What this task involves:
Find each line of the items that contains the word "pairs" and copy it out in full. Uppercase and lowercase letters must match.

Supplied information:
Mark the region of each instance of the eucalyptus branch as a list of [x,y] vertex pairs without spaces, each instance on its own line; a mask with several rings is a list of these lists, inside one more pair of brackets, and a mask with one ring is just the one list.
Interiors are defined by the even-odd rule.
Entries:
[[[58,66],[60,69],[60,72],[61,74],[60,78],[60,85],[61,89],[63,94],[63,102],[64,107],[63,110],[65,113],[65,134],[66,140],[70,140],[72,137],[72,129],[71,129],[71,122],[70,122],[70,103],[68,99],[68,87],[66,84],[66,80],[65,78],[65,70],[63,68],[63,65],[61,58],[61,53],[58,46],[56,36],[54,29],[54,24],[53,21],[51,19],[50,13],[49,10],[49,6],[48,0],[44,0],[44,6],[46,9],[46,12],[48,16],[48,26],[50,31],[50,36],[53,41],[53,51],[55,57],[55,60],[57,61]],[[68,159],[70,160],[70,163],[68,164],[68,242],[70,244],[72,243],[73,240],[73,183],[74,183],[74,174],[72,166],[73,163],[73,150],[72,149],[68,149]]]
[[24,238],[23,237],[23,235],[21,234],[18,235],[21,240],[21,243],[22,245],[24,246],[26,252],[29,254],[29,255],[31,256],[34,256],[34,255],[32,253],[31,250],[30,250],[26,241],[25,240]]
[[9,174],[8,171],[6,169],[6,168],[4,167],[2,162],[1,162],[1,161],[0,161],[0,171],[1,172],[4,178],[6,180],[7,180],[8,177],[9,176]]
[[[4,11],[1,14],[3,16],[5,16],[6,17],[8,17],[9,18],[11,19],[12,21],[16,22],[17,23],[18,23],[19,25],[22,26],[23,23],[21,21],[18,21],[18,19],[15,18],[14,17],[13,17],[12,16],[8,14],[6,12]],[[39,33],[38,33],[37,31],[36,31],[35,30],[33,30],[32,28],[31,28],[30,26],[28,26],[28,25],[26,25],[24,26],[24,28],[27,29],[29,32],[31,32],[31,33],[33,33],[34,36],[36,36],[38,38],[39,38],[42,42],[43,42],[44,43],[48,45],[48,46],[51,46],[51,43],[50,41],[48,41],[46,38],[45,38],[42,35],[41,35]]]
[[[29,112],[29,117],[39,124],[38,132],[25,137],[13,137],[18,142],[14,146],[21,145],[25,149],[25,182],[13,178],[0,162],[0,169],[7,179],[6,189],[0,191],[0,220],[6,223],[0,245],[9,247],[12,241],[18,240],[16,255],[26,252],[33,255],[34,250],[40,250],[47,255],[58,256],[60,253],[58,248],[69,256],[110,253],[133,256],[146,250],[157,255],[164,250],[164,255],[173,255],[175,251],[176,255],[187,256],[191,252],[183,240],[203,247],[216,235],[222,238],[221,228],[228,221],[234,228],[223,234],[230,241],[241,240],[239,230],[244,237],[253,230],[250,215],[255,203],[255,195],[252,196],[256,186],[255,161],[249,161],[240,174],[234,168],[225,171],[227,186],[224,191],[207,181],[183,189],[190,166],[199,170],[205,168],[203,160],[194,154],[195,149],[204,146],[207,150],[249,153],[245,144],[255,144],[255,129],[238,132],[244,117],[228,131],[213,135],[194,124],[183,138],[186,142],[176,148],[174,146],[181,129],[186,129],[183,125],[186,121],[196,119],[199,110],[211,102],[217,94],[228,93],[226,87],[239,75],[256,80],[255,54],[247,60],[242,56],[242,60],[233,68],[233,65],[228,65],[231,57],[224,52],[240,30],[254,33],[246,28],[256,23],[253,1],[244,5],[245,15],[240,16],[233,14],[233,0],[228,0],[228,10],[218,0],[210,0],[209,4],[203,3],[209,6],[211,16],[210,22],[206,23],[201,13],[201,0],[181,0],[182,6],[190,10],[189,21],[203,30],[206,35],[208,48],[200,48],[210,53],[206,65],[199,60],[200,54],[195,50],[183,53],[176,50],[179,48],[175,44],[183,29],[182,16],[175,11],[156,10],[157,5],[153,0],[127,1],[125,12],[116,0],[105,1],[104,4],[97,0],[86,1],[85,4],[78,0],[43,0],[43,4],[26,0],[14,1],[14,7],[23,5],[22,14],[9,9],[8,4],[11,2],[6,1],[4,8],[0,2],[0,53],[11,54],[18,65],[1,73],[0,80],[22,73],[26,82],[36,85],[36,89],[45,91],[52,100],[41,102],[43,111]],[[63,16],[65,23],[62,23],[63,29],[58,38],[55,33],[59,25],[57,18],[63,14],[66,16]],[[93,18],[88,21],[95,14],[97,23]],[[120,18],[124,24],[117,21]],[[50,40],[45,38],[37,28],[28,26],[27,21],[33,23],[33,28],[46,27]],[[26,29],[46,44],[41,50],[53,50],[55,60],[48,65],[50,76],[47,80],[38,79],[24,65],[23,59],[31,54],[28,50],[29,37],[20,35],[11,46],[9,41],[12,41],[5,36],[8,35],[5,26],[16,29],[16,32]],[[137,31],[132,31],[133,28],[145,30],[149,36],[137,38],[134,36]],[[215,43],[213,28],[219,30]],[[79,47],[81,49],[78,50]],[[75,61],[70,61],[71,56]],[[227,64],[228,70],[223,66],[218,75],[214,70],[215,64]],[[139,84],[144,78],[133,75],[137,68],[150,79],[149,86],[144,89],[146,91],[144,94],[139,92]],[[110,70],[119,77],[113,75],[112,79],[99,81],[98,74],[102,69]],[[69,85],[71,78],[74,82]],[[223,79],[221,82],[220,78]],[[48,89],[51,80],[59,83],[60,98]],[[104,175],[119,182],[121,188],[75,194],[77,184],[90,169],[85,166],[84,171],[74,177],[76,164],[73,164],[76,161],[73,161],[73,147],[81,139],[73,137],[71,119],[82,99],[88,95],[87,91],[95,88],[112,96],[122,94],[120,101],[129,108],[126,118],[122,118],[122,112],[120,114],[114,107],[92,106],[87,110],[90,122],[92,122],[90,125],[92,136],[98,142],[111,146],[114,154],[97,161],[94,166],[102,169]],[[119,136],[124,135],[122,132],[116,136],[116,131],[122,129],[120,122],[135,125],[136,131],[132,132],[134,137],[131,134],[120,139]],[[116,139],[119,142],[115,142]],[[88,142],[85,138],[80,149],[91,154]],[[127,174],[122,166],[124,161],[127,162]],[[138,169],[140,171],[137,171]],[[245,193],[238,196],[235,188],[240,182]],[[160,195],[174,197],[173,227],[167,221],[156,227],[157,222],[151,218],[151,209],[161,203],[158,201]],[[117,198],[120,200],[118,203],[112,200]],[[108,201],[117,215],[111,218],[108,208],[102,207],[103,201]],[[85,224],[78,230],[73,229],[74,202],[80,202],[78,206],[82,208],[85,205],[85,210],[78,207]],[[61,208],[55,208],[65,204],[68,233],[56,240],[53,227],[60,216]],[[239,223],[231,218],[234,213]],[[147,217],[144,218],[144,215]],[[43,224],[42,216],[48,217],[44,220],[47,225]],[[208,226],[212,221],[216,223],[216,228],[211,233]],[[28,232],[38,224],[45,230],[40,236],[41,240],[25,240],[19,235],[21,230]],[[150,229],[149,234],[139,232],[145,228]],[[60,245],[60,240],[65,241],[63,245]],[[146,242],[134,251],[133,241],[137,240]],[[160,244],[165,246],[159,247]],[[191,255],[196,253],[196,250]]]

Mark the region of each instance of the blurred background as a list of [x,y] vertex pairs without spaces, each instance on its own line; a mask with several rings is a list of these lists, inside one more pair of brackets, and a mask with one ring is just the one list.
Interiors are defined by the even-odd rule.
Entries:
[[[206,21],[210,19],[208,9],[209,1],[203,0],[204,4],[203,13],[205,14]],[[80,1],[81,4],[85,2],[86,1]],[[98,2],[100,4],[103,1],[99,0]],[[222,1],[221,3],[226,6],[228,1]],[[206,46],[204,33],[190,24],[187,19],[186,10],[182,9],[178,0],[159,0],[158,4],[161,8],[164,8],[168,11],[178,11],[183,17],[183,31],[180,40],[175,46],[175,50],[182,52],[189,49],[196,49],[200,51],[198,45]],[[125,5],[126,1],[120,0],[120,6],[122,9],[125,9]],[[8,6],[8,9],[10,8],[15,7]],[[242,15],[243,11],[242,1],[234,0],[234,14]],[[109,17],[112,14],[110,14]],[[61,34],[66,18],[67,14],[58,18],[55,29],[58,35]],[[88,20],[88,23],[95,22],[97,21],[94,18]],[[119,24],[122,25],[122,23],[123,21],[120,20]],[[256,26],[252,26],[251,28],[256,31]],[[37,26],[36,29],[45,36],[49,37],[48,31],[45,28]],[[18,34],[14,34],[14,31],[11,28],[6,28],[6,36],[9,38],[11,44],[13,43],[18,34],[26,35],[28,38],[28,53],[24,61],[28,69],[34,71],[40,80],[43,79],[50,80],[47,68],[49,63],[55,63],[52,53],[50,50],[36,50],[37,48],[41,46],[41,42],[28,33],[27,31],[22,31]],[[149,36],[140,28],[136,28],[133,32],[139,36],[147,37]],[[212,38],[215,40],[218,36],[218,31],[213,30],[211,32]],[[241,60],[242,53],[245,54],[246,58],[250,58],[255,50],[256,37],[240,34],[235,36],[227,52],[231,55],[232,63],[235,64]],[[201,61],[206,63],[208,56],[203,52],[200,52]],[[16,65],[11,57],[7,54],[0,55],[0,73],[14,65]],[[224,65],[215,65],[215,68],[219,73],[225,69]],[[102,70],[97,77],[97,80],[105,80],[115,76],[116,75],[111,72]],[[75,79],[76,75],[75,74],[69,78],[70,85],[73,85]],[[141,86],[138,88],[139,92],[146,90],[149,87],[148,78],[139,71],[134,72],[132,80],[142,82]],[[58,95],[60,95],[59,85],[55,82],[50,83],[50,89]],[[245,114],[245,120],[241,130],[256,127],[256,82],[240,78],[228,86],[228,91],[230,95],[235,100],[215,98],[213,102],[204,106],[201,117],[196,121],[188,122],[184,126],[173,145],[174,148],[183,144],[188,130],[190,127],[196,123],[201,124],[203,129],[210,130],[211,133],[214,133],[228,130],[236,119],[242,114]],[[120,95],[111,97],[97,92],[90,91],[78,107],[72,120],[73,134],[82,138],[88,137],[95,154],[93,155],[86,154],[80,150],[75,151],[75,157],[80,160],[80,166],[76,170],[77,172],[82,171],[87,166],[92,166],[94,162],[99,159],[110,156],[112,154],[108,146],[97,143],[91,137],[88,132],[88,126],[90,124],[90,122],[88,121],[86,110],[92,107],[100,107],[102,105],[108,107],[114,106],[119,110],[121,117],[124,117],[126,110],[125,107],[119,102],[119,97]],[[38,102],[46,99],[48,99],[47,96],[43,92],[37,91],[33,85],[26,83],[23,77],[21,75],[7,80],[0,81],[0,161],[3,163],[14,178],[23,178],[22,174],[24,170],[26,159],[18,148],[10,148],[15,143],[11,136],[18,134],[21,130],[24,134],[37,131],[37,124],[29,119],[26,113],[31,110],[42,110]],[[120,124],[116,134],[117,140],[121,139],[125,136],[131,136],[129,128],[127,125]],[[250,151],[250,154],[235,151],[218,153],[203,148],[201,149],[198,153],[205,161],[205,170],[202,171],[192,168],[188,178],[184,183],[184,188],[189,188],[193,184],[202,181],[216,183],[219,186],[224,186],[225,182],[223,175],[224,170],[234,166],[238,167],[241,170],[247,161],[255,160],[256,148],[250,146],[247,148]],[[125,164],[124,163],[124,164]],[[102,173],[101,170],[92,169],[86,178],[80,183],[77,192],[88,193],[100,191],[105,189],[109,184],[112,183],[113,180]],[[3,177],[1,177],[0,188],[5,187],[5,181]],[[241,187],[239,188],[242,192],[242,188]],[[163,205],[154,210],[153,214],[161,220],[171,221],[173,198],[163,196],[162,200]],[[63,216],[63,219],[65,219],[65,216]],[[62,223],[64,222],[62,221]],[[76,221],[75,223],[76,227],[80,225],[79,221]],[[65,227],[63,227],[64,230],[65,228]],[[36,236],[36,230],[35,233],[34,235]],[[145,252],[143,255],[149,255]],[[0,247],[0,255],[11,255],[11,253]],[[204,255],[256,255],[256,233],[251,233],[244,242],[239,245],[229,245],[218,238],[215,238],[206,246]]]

Result of the task:
Mark the region of each instance of the eucalyptus branch as a list of [x,y] vertex pairs without spaces, each instance on its own line; a mask with several rings is a list of these lists, inside one more pair of brackets, and a mask with one ring is just the one list.
Mark the region of each instance of the blurred background as a list of [x,y] vertex pairs without spaces, each instance on its own line; a mask with several rings is a list of these lists, inside one more pair of brackets, and a mask with one ring is just the one list.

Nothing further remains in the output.